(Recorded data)
▶

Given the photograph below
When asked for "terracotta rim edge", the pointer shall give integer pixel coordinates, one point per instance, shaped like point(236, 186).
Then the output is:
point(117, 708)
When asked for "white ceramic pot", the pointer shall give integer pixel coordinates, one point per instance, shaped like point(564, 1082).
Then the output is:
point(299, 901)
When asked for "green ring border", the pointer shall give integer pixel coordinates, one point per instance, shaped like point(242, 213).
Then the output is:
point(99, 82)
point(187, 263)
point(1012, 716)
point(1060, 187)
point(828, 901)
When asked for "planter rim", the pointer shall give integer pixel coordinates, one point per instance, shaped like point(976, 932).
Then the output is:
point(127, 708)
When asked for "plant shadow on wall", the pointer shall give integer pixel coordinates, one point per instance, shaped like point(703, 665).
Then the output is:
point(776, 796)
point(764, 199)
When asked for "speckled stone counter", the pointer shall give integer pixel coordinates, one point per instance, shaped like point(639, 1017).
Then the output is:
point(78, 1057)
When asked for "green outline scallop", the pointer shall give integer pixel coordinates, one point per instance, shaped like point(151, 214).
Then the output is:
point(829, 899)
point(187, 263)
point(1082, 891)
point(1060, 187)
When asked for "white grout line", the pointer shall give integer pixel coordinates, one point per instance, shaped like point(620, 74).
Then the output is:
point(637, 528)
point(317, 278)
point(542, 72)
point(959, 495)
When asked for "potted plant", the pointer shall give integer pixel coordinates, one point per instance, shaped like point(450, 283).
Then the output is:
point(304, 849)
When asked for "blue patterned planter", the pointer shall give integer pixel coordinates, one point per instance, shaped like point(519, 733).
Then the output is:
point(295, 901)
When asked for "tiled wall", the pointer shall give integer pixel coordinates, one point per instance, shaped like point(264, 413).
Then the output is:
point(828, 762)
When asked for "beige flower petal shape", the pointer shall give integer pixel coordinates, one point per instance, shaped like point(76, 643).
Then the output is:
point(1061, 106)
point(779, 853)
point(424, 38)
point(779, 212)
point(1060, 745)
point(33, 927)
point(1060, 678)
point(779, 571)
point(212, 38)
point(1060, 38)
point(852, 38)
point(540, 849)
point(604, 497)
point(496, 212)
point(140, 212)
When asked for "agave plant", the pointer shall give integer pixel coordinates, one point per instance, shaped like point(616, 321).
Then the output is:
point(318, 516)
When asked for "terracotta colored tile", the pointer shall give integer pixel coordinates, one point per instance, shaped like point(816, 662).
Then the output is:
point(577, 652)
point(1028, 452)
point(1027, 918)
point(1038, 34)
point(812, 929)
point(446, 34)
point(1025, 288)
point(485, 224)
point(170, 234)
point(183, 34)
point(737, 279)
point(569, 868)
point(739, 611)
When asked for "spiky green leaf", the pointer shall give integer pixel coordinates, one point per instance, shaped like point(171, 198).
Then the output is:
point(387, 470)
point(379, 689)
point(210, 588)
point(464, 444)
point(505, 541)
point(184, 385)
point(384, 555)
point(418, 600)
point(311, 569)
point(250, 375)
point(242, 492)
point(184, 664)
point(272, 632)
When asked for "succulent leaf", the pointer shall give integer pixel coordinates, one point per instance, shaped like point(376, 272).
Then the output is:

◀

**TASK INSTRUCTIONS:** Where in the records does the string "white" appear? Copy every line that has it.

**RESPONSE AREA:**
When asked for "white ceramic pot", the pointer shall give integer pixel coordinates, one point per instance, shaped like point(564, 1082).
When asked for "white grout line", the pointer shall give integer pixel coordinates, one point per instance, shaped like point(620, 74).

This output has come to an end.